**PROVIDED PASSAGE**.
--- Start ---

FORGET ME NOT. Trick Danneker plays Orpheus and Renata Friedman is Eurydice in “Eurydice” by Sarah Ruhl, playing through Oct. 5 at ACT in Seattle. (Photo by Chris Bennion)
Sarah Ruhl’s “Eurydice” is a modernized reworking of the ancient Greek play recorded by Ovid in his “Metamorphoses.” Ruhl has set it in the late 1940s to the early 1950s.
Eurydice’s father (Mark Chamberlin) has died and is in Hades, the underworld, home of the dead and their keepers. As the dead come to Hades, they are dipped into the River of Forgetfulness, a move to relieve the pain of remembering and missing loved ones. Father’s forgetfulness is incomplete; he remembers his daughter and writes her a letter. In his letter he says, “...I am one of the few dead people who remembers how to read and write. That’s a secret. If anyone finds out they might dip me in the river again.”
Eurydice (Renata Friedman) and Orpheus (Trick Danneker) are young and madly in love. Their love is a little sappy, sticky and obsessive, as if it is the first love for 15-year-olds. They play, they coo, they kiss, he gives her the ocean, the stars and a song he’s written just for her.
They are getting married, but as soon as the wedding has been completed Eurydice leaves the reception and goes to an outdoor faucet to get a drink of water. She hates parties and just wants to be with Orpheus.
The snake in Paradise, the Nasty Interesting Man (Paul Morgan Stetler), comes up to her and asks her if she’d like to go to a party with interesting people. She declines and he goes away. After she sends him away, he catches a letter that comes up from Hades. He returns to the party and he tells Eurydice that he has a letter from her father but he left it in his apartment. She accompanies him up six flights of stairs to get her letter. The Man comes on to her so she leads him on, takes her letter and attempts to run away. Unfortunately, she trips and falls out a window and dies. The last word from her lips is a shout, “Orpheus!”
She descends to Hades in an unusual way (watch for this, it’s amazing). She and her father recognize and are happy to see each other but she has a hard time adjusting to “life” without Orpheus. To assuage her loneliness, her father builds her a “room” from string. This construction is so concentrated, so reassuring, and so poetic, it reassures her. (The strings secured to the floor are the same ones that Orpheus has plucked to compose his song to Eurydice and the same her father uses as the walls of her room.)

--- End ---

**TASKS TO CARRY OUT**.
a - From the "Eurydice" review, set down everything from "Eurydice (Renata Friedman)" down to "be with Orpheus.".
b - Take the "Eurydice" review further, picking up after its final sentence.

**INFORMATION SUPPLIED**.
--- Start ---

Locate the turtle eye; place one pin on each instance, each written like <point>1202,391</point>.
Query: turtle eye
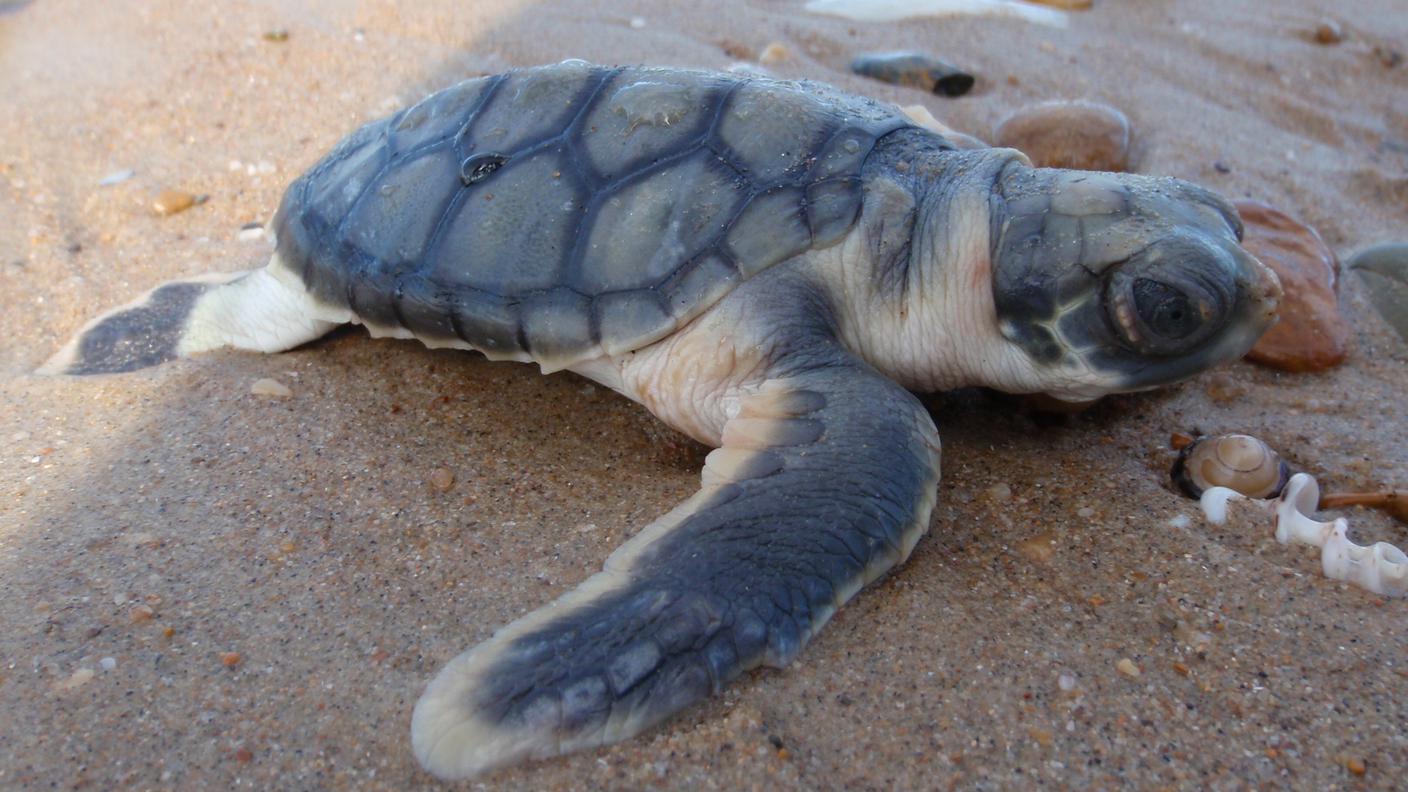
<point>1163,309</point>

--- End ---

**ANSWERS TO THE PROBLEMS**.
a -
Eurydice (Renata Friedman) and Orpheus (Trick Danneker) are young and madly in love. Their love is a little sappy, sticky and obsessive, as if it is the first love for 15-year-olds. They play, they coo, they kiss, he gives her the ocean, the stars and a song he’s written just for her.
They are getting married, but as soon as the wedding has been completed Eurydice leaves the reception and goes to an outdoor faucet to get a drink of water. She hates parties and just wants to be with Orpheus.

b -
Ruhl employs the ancient Greek device, the chorus that comments on the action, to great effect. The chorus is three stones, three actors in gray makeup and grayed hair dressed in gray and dingy white clothes. The Loud Stone (Anne Allgood) wears a very distinctive, glittery, dark gray turban; she is the most vocal. The Big Stone (Tim Hyland) is an enormous guy, bald with a belly out to there, who wears a gray and whitish-gray horizontally striped union suit with a few buttons unbuttoned or missing. The Little Stone (Tracy Hyland) is the youngest and most sympathetic stone: “We might say, poor Eurydice - but stones don’t feel bad for dead people.”
Meanwhile Orpheus is so disconsolate, he sings his grief. This music is so moving, even the gods and the Stones cry. As a result of his eloquence, Orpheus is allowed to go to Hades and bring Eurydice home with him, but he must walk straight out and not turn around. He will have to have faith that Eurydice is following him. When Eurydice gets ready to leave with Orpheus, her father is disconsolate, and pours a cup of water on his head, to forget the pain of knowing he’s lost her until she dies again.
As they start out, she calls out to Orpheus and he turn around. Consequently, Orpheus and Eurydice must be parted. When Eurydice gets back to Hades, she is crushed to realize her father doesn’t know her anymore. She pours a cup of water on her head to forget her longing for her father and husband.
Then Orpheus comes down to Hades, having been adequately dipped in the River of Forgetfulness. He doesn’t even know he doesn’t know Eurydice any more.
Matthew Smucker’s scenic design took advantage of the theater in the round. The Stones usually sat on stairs watching the action, unless they were crawling about, trying to influence someone. The device, the raining water of forgetfulness that takes the dead to Hades, is so effective. The sixth floor apartment was played by a diving tower, with the board broken off. The broken board is used by her father as the path to the door of her room. The abandoned blue-tile pool floor is littered with pieces of paper, symbolically the letters that the dead and alive send to each other via a worm.
Melanie Taylor Burgess’ costumes are completely right. The Father, Eurydice and Orpheus wear contemporary clothing. The Stones were described above. The Interesting Nasty Man wears dark nondescript clothes as the creep trying to hustle Eurydice. The Interesting Nasty Child shows up three times. The first time he’s wearing a young schoolboy’s uniform, complete with red and yellow beanie, all the while riding a huge red tricycle. He speaks and acts like a young child. When he comes the second time, the uniform fits him but the trike is smaller. When he appears the last time, he has a miniature trike and is dressed in miniaturized clothes.
The play has many surprisingly funny bits. Director Allison Narver never lets the solemn or the comic upstage each other. Everything is crisp and clean.
“Eurydice” runs until Oct. 5 at the ACT in Seattle. It’s not appropriate for young children although a mature teen might enjoy the “Romeo and Juliet” angst of first love.